[Records drawn from a dataset]
•••

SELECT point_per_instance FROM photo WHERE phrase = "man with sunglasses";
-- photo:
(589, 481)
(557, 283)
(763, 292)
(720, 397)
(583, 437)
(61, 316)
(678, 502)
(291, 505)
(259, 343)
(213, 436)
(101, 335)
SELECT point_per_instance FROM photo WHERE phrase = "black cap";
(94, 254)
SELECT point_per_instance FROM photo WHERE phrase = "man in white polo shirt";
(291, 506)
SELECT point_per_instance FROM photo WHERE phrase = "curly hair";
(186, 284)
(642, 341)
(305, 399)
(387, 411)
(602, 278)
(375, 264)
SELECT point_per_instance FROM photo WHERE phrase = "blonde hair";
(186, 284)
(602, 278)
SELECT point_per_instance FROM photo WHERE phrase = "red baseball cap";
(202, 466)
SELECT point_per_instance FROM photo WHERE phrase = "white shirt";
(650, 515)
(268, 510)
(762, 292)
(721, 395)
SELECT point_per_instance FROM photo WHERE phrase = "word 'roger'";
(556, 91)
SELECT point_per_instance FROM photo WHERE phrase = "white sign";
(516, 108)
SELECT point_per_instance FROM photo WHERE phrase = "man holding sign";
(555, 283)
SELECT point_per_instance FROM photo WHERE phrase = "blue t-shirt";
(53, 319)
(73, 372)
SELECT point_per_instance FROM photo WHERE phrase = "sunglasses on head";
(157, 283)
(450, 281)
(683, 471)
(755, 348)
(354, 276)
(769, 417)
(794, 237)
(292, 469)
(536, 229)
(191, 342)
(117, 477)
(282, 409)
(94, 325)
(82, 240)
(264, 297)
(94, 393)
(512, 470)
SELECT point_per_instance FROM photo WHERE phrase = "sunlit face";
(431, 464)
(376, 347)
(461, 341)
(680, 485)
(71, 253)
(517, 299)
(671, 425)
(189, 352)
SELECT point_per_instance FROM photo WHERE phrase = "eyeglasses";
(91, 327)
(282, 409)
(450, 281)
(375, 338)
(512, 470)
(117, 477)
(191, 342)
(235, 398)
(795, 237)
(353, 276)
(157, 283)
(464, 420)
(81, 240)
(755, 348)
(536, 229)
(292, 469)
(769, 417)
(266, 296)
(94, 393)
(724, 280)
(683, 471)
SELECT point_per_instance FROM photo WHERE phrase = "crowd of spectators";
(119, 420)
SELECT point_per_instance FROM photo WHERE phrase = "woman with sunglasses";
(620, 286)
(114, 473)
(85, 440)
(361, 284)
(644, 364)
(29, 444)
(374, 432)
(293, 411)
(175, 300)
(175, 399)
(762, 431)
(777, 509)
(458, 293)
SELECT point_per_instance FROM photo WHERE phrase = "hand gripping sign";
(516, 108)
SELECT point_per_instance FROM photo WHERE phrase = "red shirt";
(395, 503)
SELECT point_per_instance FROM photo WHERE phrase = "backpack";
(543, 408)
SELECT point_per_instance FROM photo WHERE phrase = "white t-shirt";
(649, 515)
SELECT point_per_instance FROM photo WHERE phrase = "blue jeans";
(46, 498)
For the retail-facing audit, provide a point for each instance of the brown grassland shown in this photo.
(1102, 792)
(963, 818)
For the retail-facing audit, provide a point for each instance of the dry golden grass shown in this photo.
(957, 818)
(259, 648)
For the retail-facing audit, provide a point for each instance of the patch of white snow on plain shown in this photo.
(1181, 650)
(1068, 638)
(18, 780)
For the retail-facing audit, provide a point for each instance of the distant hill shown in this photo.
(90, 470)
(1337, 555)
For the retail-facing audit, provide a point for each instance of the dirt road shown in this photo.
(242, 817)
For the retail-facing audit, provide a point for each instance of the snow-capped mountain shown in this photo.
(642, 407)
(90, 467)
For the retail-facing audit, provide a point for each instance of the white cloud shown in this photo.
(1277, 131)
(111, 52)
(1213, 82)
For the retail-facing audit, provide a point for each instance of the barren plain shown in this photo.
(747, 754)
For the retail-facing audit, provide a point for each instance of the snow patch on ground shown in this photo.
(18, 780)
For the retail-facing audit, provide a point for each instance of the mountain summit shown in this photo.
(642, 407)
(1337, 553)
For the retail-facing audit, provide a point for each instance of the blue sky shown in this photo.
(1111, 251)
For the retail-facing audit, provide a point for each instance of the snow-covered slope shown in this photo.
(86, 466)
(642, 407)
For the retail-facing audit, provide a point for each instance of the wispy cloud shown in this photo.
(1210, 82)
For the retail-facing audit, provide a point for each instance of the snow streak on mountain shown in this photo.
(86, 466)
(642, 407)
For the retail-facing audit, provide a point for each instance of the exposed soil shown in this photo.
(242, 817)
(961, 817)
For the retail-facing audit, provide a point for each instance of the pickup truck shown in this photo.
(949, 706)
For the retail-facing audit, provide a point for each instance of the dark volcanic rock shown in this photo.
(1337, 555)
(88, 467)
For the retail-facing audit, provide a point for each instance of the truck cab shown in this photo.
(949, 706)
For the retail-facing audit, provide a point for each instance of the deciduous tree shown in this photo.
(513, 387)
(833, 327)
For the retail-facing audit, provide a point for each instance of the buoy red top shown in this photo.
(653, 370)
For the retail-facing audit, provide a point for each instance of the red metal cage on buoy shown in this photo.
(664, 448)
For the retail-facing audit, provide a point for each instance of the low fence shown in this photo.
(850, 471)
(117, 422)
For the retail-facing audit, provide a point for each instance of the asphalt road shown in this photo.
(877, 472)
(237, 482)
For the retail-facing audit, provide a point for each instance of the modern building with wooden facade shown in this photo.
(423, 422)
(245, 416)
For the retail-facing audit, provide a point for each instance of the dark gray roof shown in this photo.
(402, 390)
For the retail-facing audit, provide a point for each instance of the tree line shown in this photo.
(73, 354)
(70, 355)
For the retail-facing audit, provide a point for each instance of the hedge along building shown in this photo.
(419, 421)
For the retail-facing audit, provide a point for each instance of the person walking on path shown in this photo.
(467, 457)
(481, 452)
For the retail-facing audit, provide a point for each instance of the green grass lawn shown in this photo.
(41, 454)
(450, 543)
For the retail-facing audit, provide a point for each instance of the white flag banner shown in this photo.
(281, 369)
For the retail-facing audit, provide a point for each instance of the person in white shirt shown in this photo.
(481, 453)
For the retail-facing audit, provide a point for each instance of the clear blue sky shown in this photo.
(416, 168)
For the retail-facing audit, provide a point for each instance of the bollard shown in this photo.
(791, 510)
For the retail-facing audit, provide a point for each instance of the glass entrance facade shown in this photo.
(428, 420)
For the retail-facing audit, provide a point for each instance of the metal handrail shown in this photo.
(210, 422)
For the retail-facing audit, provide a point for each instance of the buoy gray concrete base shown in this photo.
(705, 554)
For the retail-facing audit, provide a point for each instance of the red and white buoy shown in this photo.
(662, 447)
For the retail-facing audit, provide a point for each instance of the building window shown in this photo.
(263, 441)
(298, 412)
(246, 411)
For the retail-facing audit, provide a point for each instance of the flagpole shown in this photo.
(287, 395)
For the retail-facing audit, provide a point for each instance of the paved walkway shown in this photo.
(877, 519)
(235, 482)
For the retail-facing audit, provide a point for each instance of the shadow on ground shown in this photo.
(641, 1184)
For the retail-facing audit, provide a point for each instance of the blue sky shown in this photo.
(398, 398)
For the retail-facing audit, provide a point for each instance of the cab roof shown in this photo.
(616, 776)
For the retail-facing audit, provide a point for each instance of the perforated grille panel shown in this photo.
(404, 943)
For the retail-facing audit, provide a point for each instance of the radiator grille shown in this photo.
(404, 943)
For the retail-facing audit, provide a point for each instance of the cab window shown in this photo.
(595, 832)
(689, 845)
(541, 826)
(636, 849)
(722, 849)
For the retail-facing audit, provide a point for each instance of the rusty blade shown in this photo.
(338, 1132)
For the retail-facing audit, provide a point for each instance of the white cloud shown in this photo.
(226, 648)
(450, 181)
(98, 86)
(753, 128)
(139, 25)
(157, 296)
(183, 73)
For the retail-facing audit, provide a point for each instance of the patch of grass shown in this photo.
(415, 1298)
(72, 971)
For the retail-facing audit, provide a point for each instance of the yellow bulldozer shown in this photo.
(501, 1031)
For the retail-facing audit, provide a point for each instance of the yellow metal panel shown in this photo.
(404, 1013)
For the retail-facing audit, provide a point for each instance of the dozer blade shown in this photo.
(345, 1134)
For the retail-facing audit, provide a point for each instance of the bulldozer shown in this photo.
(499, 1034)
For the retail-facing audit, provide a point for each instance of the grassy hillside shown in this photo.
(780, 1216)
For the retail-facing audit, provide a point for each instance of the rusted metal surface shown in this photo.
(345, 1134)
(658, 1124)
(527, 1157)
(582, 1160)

•••

EXERCISE GOAL = What is needed is an exact copy of the lines from the one containing "grille shown in this photo." through the final line of the data, both included, and nothing more.

ANSWER SECTION =
For the retail-facing audit, provide a point for each instance of the radiator grille shown in this photo.
(404, 943)
For the retail-facing audit, provide a point for each instance of the cab window shown in this photo.
(595, 832)
(689, 845)
(541, 826)
(636, 849)
(722, 849)
For the retail-facing audit, provide a point for each instance of the rusty blade shown in this photo.
(338, 1132)
For the retail-facing audit, provide a point for each instance of the white cloud shown in this photo.
(226, 648)
(450, 181)
(98, 86)
(753, 128)
(139, 25)
(157, 296)
(183, 73)
For the retail-facing audit, provide a point for each instance of the patch of grass shown in this photo.
(415, 1298)
(72, 971)
For the retail-facing audit, provide a point for each instance of the yellow bulldozer shown in this photo.
(501, 1031)
For the retail-facing audit, provide a point for each instance of the yellow metal panel shown in this photo.
(404, 1013)
For the retail-facing audit, provide a point for each instance of the dozer blade shown in this photo.
(345, 1134)
For the retail-facing audit, provide a point for each instance of the bulldozer shown in this photo.
(499, 1034)
For the retail-facing audit, provide a point for each instance of the grassy hillside shown in this photo.
(780, 1216)
For the retail-facing audit, provide a point for each instance of the rusted metal surface shown in this photo.
(345, 1134)
(658, 1124)
(527, 1157)
(582, 1160)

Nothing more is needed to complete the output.